▶ _WHAT IS BEING ASKED_: Set down the records that follow exactly and completely.

Data items:
BEGIN

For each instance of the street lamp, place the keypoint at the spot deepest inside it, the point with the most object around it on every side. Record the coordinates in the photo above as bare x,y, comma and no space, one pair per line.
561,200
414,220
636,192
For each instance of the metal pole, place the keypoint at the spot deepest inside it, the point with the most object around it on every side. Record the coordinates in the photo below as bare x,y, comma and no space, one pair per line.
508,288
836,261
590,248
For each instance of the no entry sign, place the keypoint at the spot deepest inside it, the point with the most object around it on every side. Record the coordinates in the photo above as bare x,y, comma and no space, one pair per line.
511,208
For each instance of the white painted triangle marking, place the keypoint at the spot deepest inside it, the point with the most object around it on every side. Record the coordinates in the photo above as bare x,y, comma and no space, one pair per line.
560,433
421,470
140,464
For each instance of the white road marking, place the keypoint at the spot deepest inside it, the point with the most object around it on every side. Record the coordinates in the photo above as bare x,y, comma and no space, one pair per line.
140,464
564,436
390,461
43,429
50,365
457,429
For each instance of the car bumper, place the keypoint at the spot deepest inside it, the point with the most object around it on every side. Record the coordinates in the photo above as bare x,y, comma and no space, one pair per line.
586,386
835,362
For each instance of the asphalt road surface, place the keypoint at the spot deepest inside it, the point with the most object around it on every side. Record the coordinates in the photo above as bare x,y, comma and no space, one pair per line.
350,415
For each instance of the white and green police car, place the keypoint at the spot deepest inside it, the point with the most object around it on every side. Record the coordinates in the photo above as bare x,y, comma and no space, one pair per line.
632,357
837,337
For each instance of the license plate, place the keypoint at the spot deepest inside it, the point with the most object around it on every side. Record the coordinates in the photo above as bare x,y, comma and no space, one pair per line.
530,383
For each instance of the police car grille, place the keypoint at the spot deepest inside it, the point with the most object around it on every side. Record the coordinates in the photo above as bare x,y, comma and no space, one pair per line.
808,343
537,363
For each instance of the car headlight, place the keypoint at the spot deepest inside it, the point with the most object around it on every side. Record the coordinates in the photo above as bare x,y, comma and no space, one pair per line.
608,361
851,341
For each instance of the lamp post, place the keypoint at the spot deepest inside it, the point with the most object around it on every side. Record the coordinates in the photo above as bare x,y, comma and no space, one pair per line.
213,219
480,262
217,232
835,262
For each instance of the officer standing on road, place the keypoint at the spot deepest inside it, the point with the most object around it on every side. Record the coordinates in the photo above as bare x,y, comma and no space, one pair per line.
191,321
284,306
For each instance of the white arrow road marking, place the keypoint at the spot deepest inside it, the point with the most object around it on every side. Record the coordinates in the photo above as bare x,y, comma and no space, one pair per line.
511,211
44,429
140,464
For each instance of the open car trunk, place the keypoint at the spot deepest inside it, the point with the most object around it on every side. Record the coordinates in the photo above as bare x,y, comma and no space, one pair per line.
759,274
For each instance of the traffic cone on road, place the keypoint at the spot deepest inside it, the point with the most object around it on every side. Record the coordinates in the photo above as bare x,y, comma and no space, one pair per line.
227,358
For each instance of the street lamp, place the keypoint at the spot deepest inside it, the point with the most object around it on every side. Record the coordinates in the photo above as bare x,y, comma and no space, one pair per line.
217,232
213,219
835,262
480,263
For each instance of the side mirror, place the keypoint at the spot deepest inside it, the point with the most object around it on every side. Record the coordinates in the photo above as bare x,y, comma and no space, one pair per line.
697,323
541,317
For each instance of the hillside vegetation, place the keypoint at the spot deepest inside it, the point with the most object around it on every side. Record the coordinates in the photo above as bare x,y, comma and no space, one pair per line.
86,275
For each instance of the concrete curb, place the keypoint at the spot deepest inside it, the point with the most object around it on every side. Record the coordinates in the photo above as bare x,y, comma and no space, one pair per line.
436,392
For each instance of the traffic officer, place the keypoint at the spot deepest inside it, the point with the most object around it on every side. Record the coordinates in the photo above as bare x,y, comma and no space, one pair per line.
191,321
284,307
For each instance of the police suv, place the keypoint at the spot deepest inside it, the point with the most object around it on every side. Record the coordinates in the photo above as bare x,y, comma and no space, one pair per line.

END

▶ _EXERCISE RESPONSE_:
For each instance of the street lamp, place the keypoint at the spot deepest inside it, the point with the most object around it on every side. Record the coordinates in the photo above as bare x,y, comma and no space, one pair per line.
561,200
414,220
636,192
For each instance of the metal pole, place the keypoint at the spot deepest inside it, the point with the most object around it on every side. Record the coordinates in the photo below as bare x,y, comma and no space, one pair per line.
508,288
836,261
590,248
For each instance of the no entry sign, place the keypoint at the spot deepest inside it, the point with the most object around it on every side. Record the coordinates in the photo above as bare x,y, comma and no space, one pair per line.
511,208
For each instance of the white painted triangle marking, place the keypoint at the spot deepest inside it, the point with the most object around it on every side. Record the coordinates in the photo above as bare x,y, comma and no space, one pair per line.
560,433
421,470
140,464
For each instance of the white road marking, place the keypoint at the spot deepest inside it, the point with the most object around it on every side. Record the coordinates in the photo above as bare x,y, comma and no space, one pair per line.
140,464
564,436
390,461
43,429
50,365
457,429
For each instance of the car bumper, place the keypoint at the spot deepest inside it, the point with the most object around it on every side. Record the coordinates in the photo above as bare x,y, comma and no space, one pair per line.
586,386
835,362
For each instance of the asphalt road surface, place the keypoint at the spot deepest inside it, the point with the most object around it on every side. Record the coordinates in the photo above as bare x,y, comma and no space, one pair per line.
350,415
For each instance of the white and green police car, place the keypoint at the spot deepest inside it, the point with the most object around it on every side. Record the coordinates in the photo above as bare x,y, comma and no space, one pair per line.
632,357
837,337
For each instance of the license plate, place the keypoint at the spot deepest inside it, the point with the most object around it on every side. Record the coordinates in the photo above as bare x,y, comma and no space, one pair per line.
530,383
For each instance of the police car grille, place the keypoint at the spot deepest inside it, the point with the most object around it on every side. Record the coordinates in the photo above as bare x,y, comma and no space, one pair per line.
808,343
537,363
For each instance of the car headlight, place the keypoint at the spot deepest inside it, the point with the most object around it on every side. Record the coordinates in the photo above as bare x,y, comma and no space, one pair per line.
608,361
851,341
For each instance of the lamp post, place the keypoint at the spot deepest inside it, the point with the most object around it on every side. Record the coordinates in the photo above as bare x,y, comma and no space, one pair per line.
213,219
480,262
217,232
835,262
For each instance of the officer standing on road, place the keypoint at the spot deepest inside it, the point with the most object around it on every side. Record the coordinates in the photo above as bare x,y, comma and no space, one pair per line.
191,321
284,306
For each instance of the white arrow road marking, place the keypoint at the spot deepest inside it, the point with the most object around it on every side. Record the coordinates in the photo above as bare x,y, comma and no space, one pair per line.
511,211
44,429
140,464
For each instance of the open car trunk, place the keypoint at the spot deepest inside it, the point with the most object around it on every side. Record the coordinates in the photo above as bare x,y, comma and no space, one pair per line.
759,274
For each instance of the traffic cone on road, place the keypoint at the spot deepest inside it, the point with the most object around it on every side. Record the coordinates in the photo above as bare x,y, comma and no space, one pair per line.
227,358
For each instance of the street lamp, place the keypoint at the spot deepest inside it, the point with the most object around it on every side. Record the coordinates in the photo above as bare x,y, comma and no space, one pair per line.
217,232
213,219
835,262
480,263
For each instance of the side mirror, place the keypoint at the spot deepest inside it, the point with the most object around it on every side. Record the coordinates in the photo above as bare x,y, comma and no space, one pair per line.
697,323
541,317
For each instance of the hillside vegetation, place the keypoint at the spot deepest inside it, the point with the most object around it on every side. Record the coordinates in the photo above as bare x,y, comma and no space, one pair per line.
86,275
For each instance of the concrete curb, place the keypoint at the spot deepest inside it, the point with the most object around it on every side. Record the coordinates in the photo above as bare x,y, comma and no space, one pair per line.
436,392
For each instance of the traffic officer, place the keypoint at the spot deepest inside it, the point with the most object around it on every side. Record the coordinates in the photo above as bare x,y, comma and no space, one pair per line.
191,321
284,307
For each instance of the police suv, place the keypoint at the spot deepest inside it, the point with the most object around it on every side. Record the coordinates in the photo above as bare x,y, comma and no space, one pair per line.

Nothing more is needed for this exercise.